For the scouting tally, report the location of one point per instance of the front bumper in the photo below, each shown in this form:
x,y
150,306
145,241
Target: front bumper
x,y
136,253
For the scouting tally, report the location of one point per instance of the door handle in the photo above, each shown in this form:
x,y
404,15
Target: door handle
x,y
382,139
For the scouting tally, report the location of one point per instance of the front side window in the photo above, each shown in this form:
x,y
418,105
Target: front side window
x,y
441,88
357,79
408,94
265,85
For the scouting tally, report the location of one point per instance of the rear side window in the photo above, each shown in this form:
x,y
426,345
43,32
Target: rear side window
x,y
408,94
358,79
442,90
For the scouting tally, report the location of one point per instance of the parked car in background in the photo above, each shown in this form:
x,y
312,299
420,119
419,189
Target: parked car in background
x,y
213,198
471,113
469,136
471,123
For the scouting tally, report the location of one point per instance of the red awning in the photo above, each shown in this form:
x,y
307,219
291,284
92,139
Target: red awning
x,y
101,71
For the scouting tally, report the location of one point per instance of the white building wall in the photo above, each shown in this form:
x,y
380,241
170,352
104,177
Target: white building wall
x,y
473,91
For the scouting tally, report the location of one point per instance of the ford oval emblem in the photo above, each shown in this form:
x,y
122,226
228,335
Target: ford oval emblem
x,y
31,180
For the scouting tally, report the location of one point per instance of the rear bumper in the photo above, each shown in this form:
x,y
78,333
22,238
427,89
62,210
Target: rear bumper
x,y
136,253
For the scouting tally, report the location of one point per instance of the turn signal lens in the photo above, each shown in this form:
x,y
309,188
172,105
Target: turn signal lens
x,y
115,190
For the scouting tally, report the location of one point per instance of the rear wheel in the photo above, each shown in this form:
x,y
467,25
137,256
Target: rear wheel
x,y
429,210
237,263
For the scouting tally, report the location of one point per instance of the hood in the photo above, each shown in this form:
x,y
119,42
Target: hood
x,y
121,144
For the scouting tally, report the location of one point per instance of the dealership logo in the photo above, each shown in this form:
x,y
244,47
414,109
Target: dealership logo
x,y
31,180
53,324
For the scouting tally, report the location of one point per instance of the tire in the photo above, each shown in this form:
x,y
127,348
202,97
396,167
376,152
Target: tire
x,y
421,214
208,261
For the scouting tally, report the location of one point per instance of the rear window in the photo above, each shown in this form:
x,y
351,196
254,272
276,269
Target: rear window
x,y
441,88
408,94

+--

TASK DIRECTIONS: Write out once more the lines above beginning at the line with "of the dealership"; continue through the final line and stop there.

RESPONSE BELOW:
For the scouting tally, report the location of one point per instance of the dealership logo in the photo above, each shown in this form:
x,y
244,47
414,109
Target: dealership logo
x,y
31,180
53,324
For the scouting tally, report the location of one point per instance of the tire in the photo above, each shown in this form:
x,y
127,348
202,97
396,167
376,152
Target: tire
x,y
421,214
208,261
For the scouting tally, report the location of one point per instance of the rear window in the photo above, each shown in this form:
x,y
351,196
254,272
276,269
Target: rear window
x,y
441,88
408,94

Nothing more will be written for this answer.